DIRECTIONS FOR THIS TASK – The reply should contain the full listing exactly as written and no pictures at all.

PROVIDED INFORMATION –
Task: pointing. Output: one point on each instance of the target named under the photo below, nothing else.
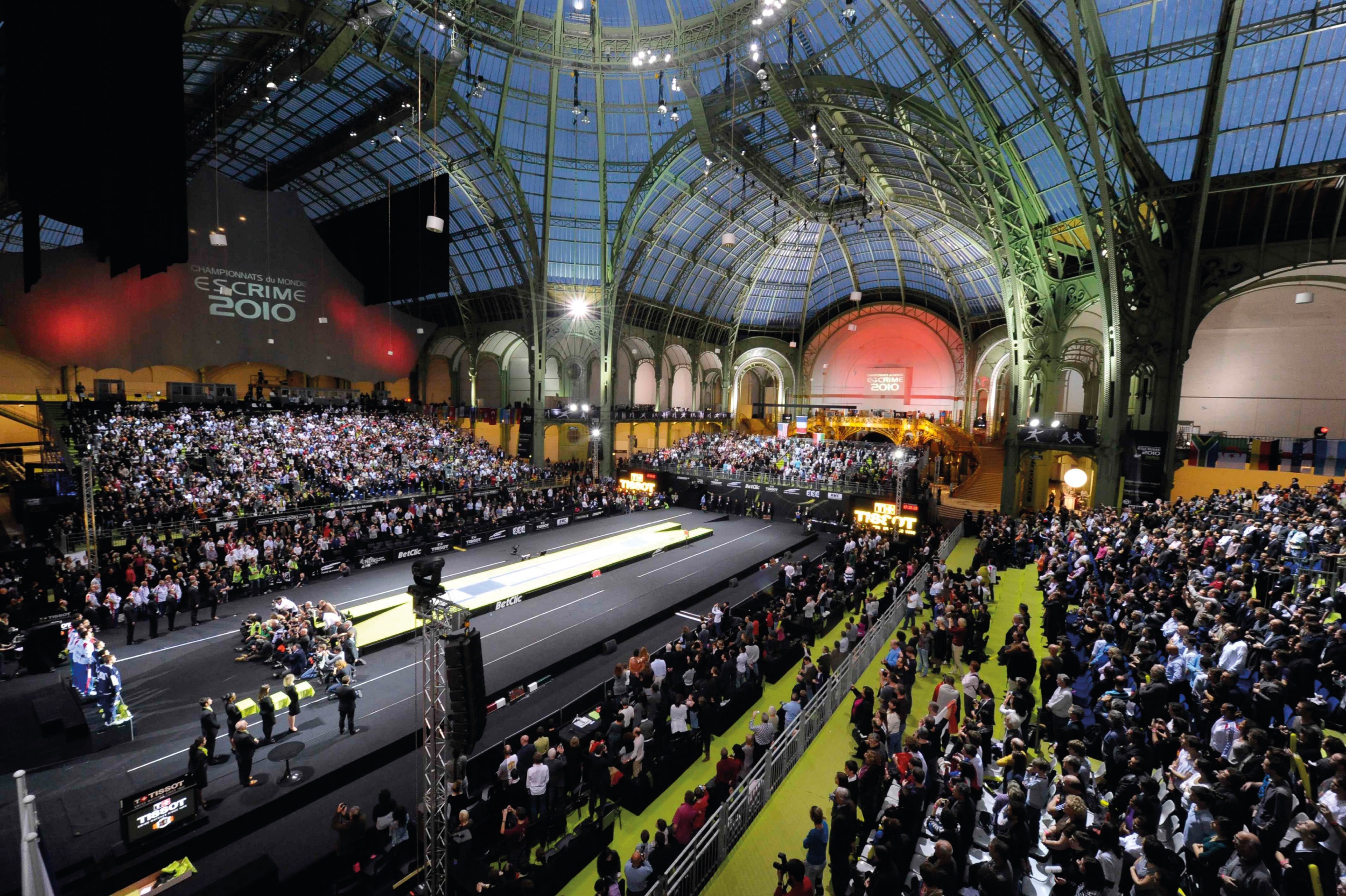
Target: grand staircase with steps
(983, 486)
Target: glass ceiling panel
(1286, 104)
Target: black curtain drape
(95, 128)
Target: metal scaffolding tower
(440, 619)
(90, 524)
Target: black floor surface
(163, 680)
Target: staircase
(983, 486)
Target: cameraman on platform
(800, 884)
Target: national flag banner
(1264, 454)
(1233, 454)
(1294, 454)
(1329, 458)
(1205, 451)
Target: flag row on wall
(1320, 457)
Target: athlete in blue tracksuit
(107, 681)
(81, 661)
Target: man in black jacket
(192, 599)
(244, 748)
(346, 697)
(599, 775)
(209, 728)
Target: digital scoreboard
(885, 517)
(163, 808)
(639, 484)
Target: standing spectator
(816, 846)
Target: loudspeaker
(466, 689)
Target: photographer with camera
(816, 846)
(800, 883)
(352, 828)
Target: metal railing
(768, 479)
(76, 540)
(711, 845)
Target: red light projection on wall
(274, 295)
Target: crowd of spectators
(151, 580)
(663, 712)
(803, 459)
(212, 463)
(1173, 736)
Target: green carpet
(628, 835)
(781, 825)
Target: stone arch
(772, 361)
(644, 382)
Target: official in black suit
(244, 748)
(192, 599)
(209, 727)
(232, 716)
(268, 713)
(197, 763)
(346, 697)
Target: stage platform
(558, 633)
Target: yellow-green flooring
(628, 836)
(781, 825)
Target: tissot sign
(275, 293)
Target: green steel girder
(1307, 20)
(1023, 276)
(1103, 92)
(392, 58)
(1231, 15)
(569, 41)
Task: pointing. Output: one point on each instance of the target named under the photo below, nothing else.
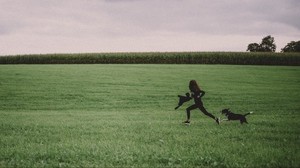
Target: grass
(123, 116)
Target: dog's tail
(248, 113)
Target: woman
(197, 94)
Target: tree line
(268, 45)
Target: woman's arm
(202, 93)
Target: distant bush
(239, 58)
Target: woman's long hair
(194, 87)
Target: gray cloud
(146, 24)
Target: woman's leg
(206, 112)
(188, 111)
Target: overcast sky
(83, 26)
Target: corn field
(238, 58)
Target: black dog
(183, 99)
(231, 116)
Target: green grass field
(123, 116)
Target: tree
(292, 47)
(267, 45)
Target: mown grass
(123, 116)
(236, 58)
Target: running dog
(183, 99)
(231, 116)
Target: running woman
(197, 94)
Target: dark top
(197, 97)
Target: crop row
(239, 58)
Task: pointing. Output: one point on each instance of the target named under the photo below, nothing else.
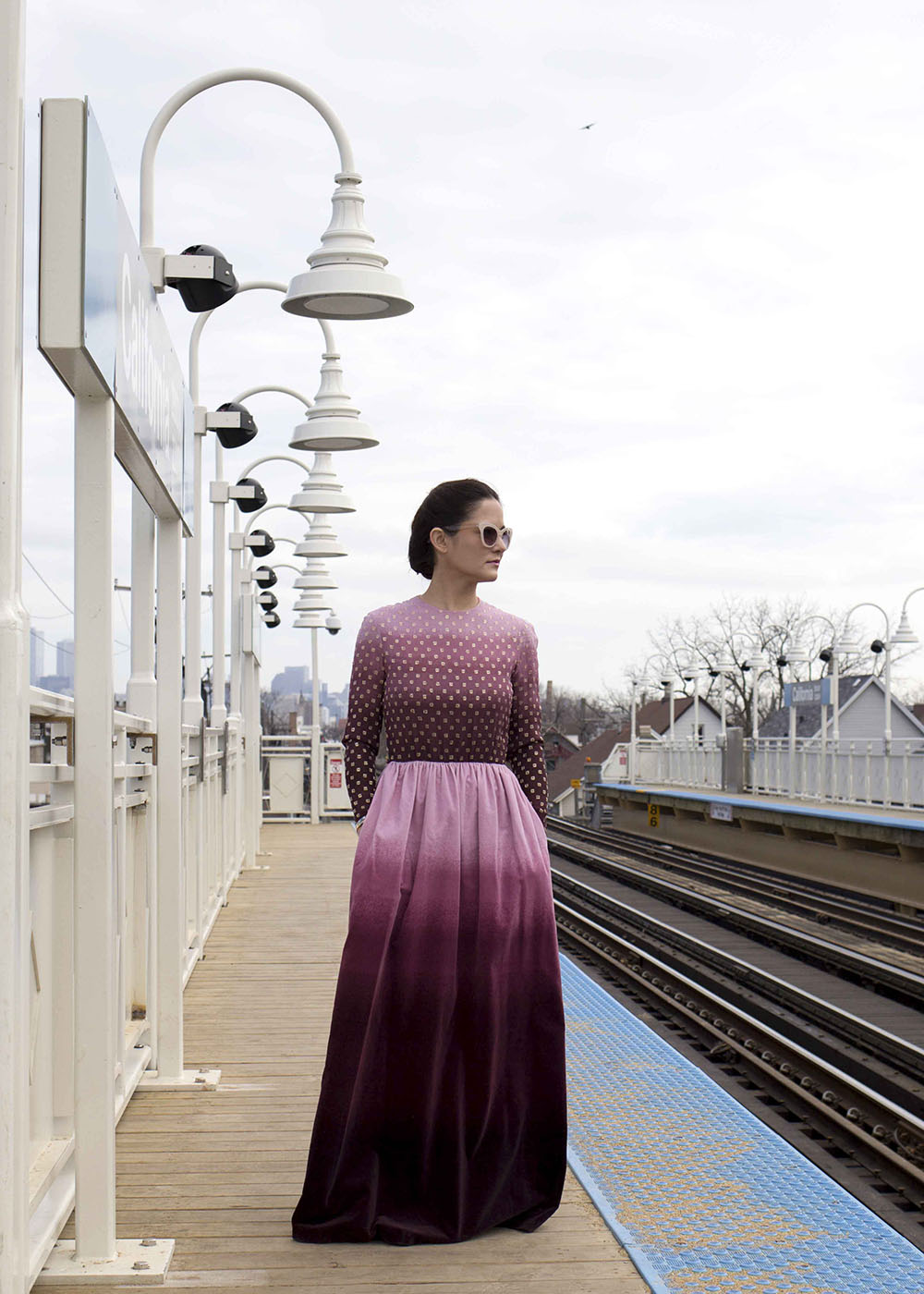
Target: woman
(443, 1105)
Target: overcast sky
(685, 346)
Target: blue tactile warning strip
(706, 1199)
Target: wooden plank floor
(222, 1171)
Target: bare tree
(585, 715)
(734, 630)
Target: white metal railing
(286, 779)
(211, 860)
(844, 772)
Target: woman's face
(464, 553)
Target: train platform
(673, 1187)
(850, 814)
(220, 1171)
(704, 1197)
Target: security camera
(202, 275)
(261, 543)
(265, 578)
(258, 501)
(239, 427)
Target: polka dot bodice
(451, 686)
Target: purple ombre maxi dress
(443, 1099)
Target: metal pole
(93, 818)
(633, 772)
(236, 636)
(792, 737)
(888, 691)
(191, 701)
(219, 604)
(15, 921)
(171, 918)
(141, 692)
(315, 734)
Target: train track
(853, 964)
(843, 1084)
(813, 901)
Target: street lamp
(638, 677)
(316, 620)
(228, 426)
(347, 277)
(723, 666)
(876, 647)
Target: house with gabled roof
(652, 722)
(861, 705)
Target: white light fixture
(347, 278)
(320, 541)
(315, 601)
(316, 575)
(310, 620)
(905, 633)
(322, 492)
(332, 423)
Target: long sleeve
(364, 717)
(526, 753)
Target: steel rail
(881, 1135)
(816, 902)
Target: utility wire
(64, 604)
(47, 585)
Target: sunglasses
(490, 533)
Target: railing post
(171, 922)
(15, 924)
(93, 932)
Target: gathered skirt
(443, 1099)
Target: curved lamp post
(347, 277)
(876, 647)
(316, 620)
(335, 426)
(636, 678)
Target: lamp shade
(322, 492)
(333, 423)
(313, 601)
(320, 541)
(905, 633)
(347, 278)
(316, 576)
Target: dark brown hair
(446, 505)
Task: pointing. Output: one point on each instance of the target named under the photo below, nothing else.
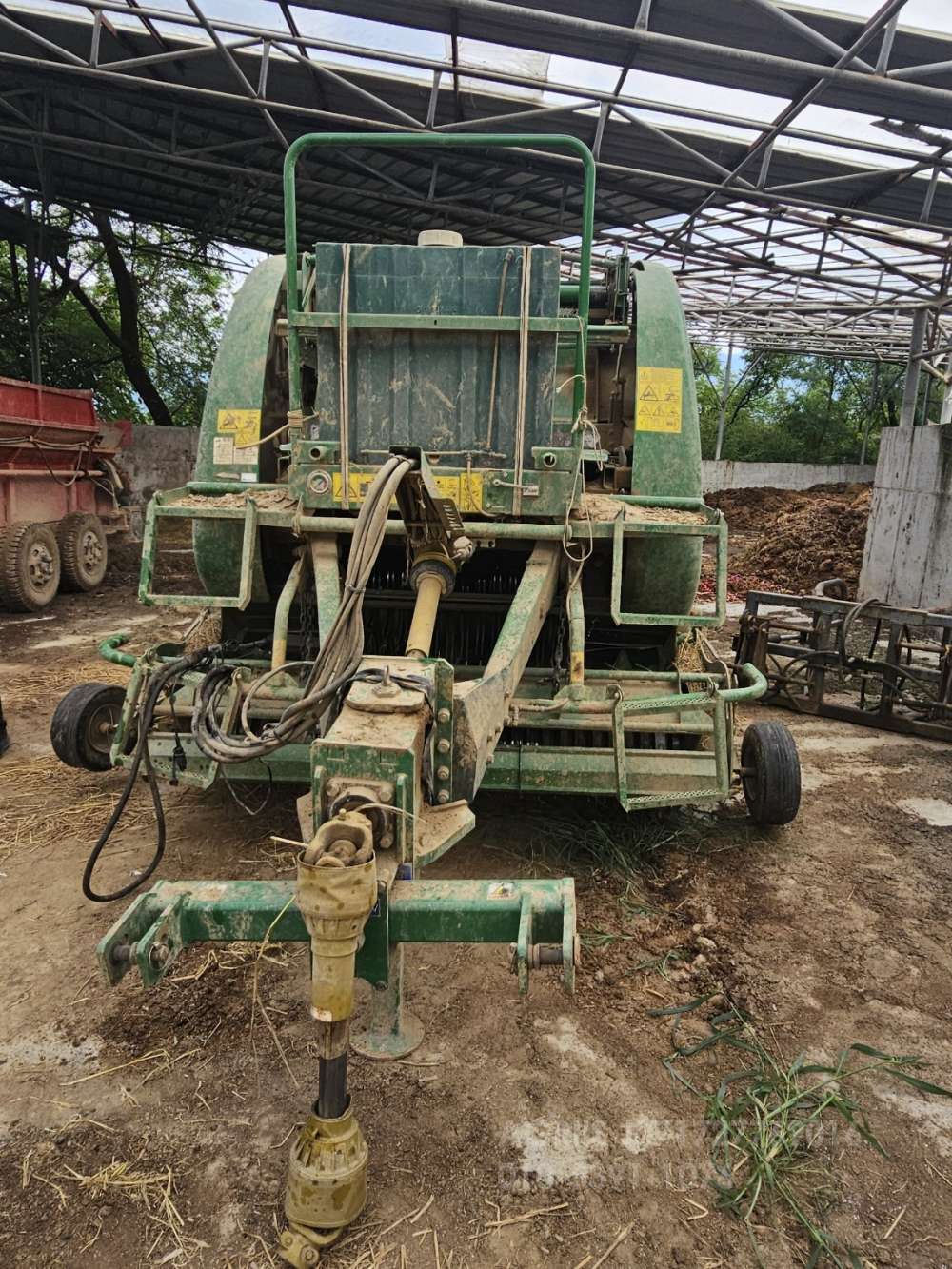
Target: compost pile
(790, 541)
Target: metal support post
(910, 389)
(36, 368)
(725, 395)
(872, 407)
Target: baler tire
(21, 587)
(84, 553)
(769, 773)
(78, 732)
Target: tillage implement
(447, 517)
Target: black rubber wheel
(30, 566)
(769, 773)
(84, 724)
(83, 551)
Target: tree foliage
(786, 407)
(135, 312)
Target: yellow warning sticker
(244, 426)
(659, 391)
(465, 488)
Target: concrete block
(724, 475)
(908, 555)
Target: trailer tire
(769, 773)
(83, 726)
(83, 551)
(30, 566)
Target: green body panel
(432, 386)
(663, 576)
(243, 378)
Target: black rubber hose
(155, 688)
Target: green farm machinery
(447, 514)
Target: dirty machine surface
(447, 518)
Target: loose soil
(832, 930)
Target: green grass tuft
(773, 1126)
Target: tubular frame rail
(902, 683)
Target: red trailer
(60, 492)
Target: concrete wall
(908, 556)
(159, 458)
(729, 475)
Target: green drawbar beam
(173, 915)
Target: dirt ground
(151, 1128)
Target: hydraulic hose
(158, 683)
(335, 664)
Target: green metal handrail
(560, 141)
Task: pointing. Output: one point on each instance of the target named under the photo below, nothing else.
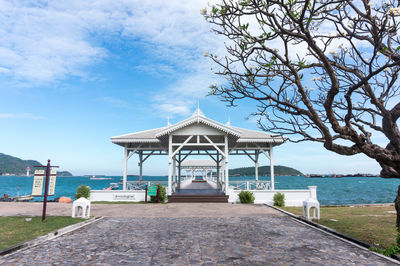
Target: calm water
(330, 191)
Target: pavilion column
(125, 167)
(174, 172)
(226, 164)
(256, 165)
(169, 165)
(271, 160)
(140, 166)
(218, 185)
(179, 171)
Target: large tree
(319, 70)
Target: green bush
(82, 191)
(246, 197)
(387, 252)
(163, 194)
(279, 199)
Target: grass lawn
(372, 224)
(117, 202)
(15, 229)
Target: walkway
(198, 234)
(198, 188)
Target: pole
(145, 197)
(46, 190)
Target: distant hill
(265, 170)
(16, 166)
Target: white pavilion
(200, 135)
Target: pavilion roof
(199, 163)
(241, 135)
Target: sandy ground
(141, 210)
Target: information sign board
(52, 183)
(38, 183)
(152, 191)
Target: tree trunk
(397, 206)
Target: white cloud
(44, 42)
(19, 116)
(114, 102)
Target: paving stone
(251, 240)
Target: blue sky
(75, 73)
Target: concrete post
(169, 165)
(140, 166)
(125, 168)
(256, 165)
(271, 159)
(226, 163)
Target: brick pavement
(212, 237)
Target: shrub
(279, 199)
(82, 191)
(163, 194)
(246, 197)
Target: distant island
(10, 165)
(280, 170)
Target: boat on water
(113, 186)
(17, 198)
(100, 178)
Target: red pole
(46, 188)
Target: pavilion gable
(199, 123)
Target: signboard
(124, 197)
(52, 182)
(152, 191)
(38, 183)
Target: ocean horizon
(330, 191)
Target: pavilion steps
(198, 198)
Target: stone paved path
(261, 237)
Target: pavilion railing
(250, 185)
(137, 185)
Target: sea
(330, 191)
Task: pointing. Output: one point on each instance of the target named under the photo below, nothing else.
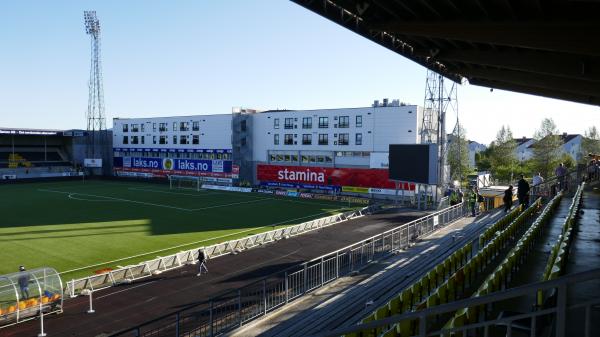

RESULT OF THIS EXERCISE –
Task: pointing. Output: one point on each instance of the target named under the photo below, nothing else.
Target: grand staircase with steps
(983, 486)
Target: glass ceiling panel
(1286, 104)
Target: black curtain drape
(95, 128)
Target: metal scaffolding tower
(440, 619)
(90, 524)
Target: black floor surface
(163, 680)
Target: staircase
(983, 486)
Target: cameraman on platform
(800, 884)
Target: national flag banner
(1264, 454)
(1233, 454)
(1294, 454)
(1329, 458)
(1205, 451)
Target: flag row on wall
(1320, 457)
Target: athlete in blue tracksuit
(107, 681)
(81, 661)
Target: man in black jacket
(192, 599)
(244, 748)
(346, 697)
(599, 775)
(209, 728)
Target: digital scoreboard
(885, 517)
(163, 808)
(639, 484)
Target: standing spectator
(816, 846)
Target: loudspeaker
(466, 689)
Target: photographer with camera
(816, 846)
(800, 883)
(352, 828)
Target: metal railing
(768, 479)
(76, 540)
(711, 845)
Target: red light projection on wall
(274, 295)
Target: crowd of spectators
(151, 580)
(663, 712)
(803, 459)
(212, 463)
(1173, 736)
Target: green carpet
(628, 835)
(781, 825)
Target: stone arch
(772, 361)
(644, 382)
Target: official in black suit
(244, 748)
(192, 599)
(209, 727)
(232, 716)
(268, 713)
(197, 763)
(346, 697)
Target: stage platform
(558, 633)
Target: yellow-green flooring
(628, 836)
(781, 825)
Target: tissot sign
(275, 293)
Target: green steel girder
(1307, 20)
(1023, 276)
(1103, 92)
(392, 58)
(1231, 15)
(569, 41)
Task: pointing. Output: one point on each instance of the target named under the photo below, nothing else.
Target: grass
(123, 116)
Target: dog's tail
(248, 113)
Target: woman
(197, 94)
Target: tree line
(268, 45)
Target: woman's arm
(202, 93)
Target: distant bush
(239, 58)
Target: woman's long hair
(194, 87)
Target: gray cloud
(146, 24)
Target: woman's leg
(206, 112)
(188, 111)
Target: overcast sky
(83, 26)
Target: corn field
(238, 58)
Target: black dog
(183, 99)
(231, 116)
Target: green grass field
(123, 116)
Target: tree
(292, 47)
(267, 45)
Target: mown grass
(123, 116)
(236, 58)
Target: running dog
(183, 99)
(231, 116)
Target: running woman
(197, 94)
Target: dark top
(197, 97)
Target: crop row
(239, 58)
Task: pointing. Output: one point on each instance of the target named under the photo below, nothing else.
Target: woman
(443, 1105)
Target: overcast sky
(685, 346)
Target: blue tactile warning strip
(706, 1199)
Target: wooden plank floor
(222, 1171)
Target: bare tree
(585, 715)
(734, 630)
Target: white metal railing
(286, 779)
(211, 860)
(844, 772)
Target: woman's face
(464, 553)
Target: train platform
(673, 1187)
(850, 814)
(220, 1171)
(704, 1197)
Target: security camera
(202, 275)
(261, 543)
(265, 578)
(258, 501)
(239, 427)
Target: polka dot bodice
(451, 686)
Target: purple ombre maxi dress
(443, 1099)
Target: metal pole
(93, 818)
(633, 772)
(236, 636)
(792, 737)
(888, 691)
(191, 701)
(219, 604)
(15, 921)
(171, 918)
(141, 692)
(315, 734)
Target: train track
(853, 964)
(843, 1084)
(813, 901)
Target: street lamp
(638, 677)
(316, 620)
(228, 426)
(347, 277)
(723, 666)
(876, 647)
Target: house with gabled roof
(652, 722)
(861, 705)
Target: white light fixture
(347, 278)
(320, 541)
(315, 601)
(316, 575)
(310, 620)
(905, 633)
(322, 492)
(332, 423)
Target: long sleeve
(364, 717)
(526, 753)
Target: steel rail
(881, 1135)
(816, 902)
Target: utility wire
(64, 604)
(47, 585)
Target: sunglasses
(490, 533)
Target: railing post
(171, 922)
(15, 924)
(93, 932)
Target: gathered skirt
(443, 1099)
Target: curved lamp post
(347, 277)
(876, 647)
(316, 620)
(335, 426)
(636, 678)
Target: lamp shade
(322, 492)
(333, 423)
(313, 601)
(320, 541)
(905, 633)
(347, 278)
(316, 576)
Target: dark brown hair
(446, 505)
Task: pointing. Output: one point on each instance of the target named under the photo below, nothing else.
Target: compost pile
(790, 541)
Target: metal support post
(910, 389)
(36, 368)
(725, 395)
(872, 407)
Target: baler tire
(21, 587)
(84, 553)
(769, 773)
(78, 732)
Target: tillage implement
(447, 517)
Target: black rubber wheel
(30, 566)
(769, 773)
(84, 724)
(83, 551)
Target: tree foliage
(786, 407)
(135, 312)
Target: yellow warning sticker
(244, 426)
(659, 391)
(465, 488)
Target: concrete block
(724, 475)
(908, 555)
Target: trailer tire
(769, 773)
(83, 726)
(83, 551)
(30, 566)
Target: green body panel
(432, 386)
(663, 576)
(243, 378)
Target: black rubber hose
(155, 688)
Target: green farm machinery
(447, 514)
Target: dirty machine surface
(447, 518)
Target: loose soil
(832, 930)
Target: green grass tuft
(773, 1126)
Target: tubular frame rail
(902, 683)
Target: red trailer
(60, 492)
Target: concrete wall
(908, 556)
(159, 458)
(729, 475)
Target: green drawbar beam
(173, 915)
Target: dirt ground
(151, 1128)
Target: hydraulic hose
(158, 683)
(335, 664)
Target: green metal handrail
(560, 141)
Task: pointing. Output: one point on each instance of the target named under the photo below, nothing else.
Target: calm water
(330, 191)
Target: pavilion column
(125, 167)
(174, 172)
(226, 164)
(256, 165)
(169, 165)
(271, 160)
(140, 166)
(218, 185)
(179, 171)
Target: large tree
(319, 70)
Target: green bush
(82, 191)
(246, 197)
(387, 252)
(163, 194)
(279, 199)
Target: grass lawn
(372, 224)
(117, 202)
(15, 229)
Target: walkway
(198, 234)
(198, 188)
Target: pole
(145, 197)
(46, 190)
Target: distant hill
(265, 170)
(16, 166)
Target: white pavilion
(200, 135)
Target: pavilion roof
(199, 163)
(241, 135)
Target: sandy ground
(141, 210)
Target: information sign board
(52, 183)
(38, 183)
(152, 191)
Target: tree trunk
(397, 206)
Target: white cloud
(44, 42)
(19, 116)
(114, 102)
Target: paving stone
(251, 240)
Target: blue sky
(75, 73)
Target: concrete post
(169, 165)
(140, 166)
(125, 168)
(256, 165)
(271, 159)
(226, 163)
Target: brick pavement
(212, 237)
Target: shrub
(279, 199)
(82, 191)
(163, 194)
(246, 197)
Target: distant island
(10, 165)
(280, 170)
Target: boat on water
(113, 186)
(17, 198)
(100, 178)
Target: red pole
(46, 188)
Target: pavilion gable
(199, 123)
Target: signboard
(124, 197)
(52, 182)
(152, 191)
(38, 183)
Target: ocean horizon
(330, 191)
Target: pavilion steps
(198, 198)
Target: stone paved path
(261, 237)
Target: pavilion railing
(250, 185)
(137, 185)
Target: sea
(330, 191)
Task: pointing. Output: one point on each instance of the target named under the photo below, nothing else.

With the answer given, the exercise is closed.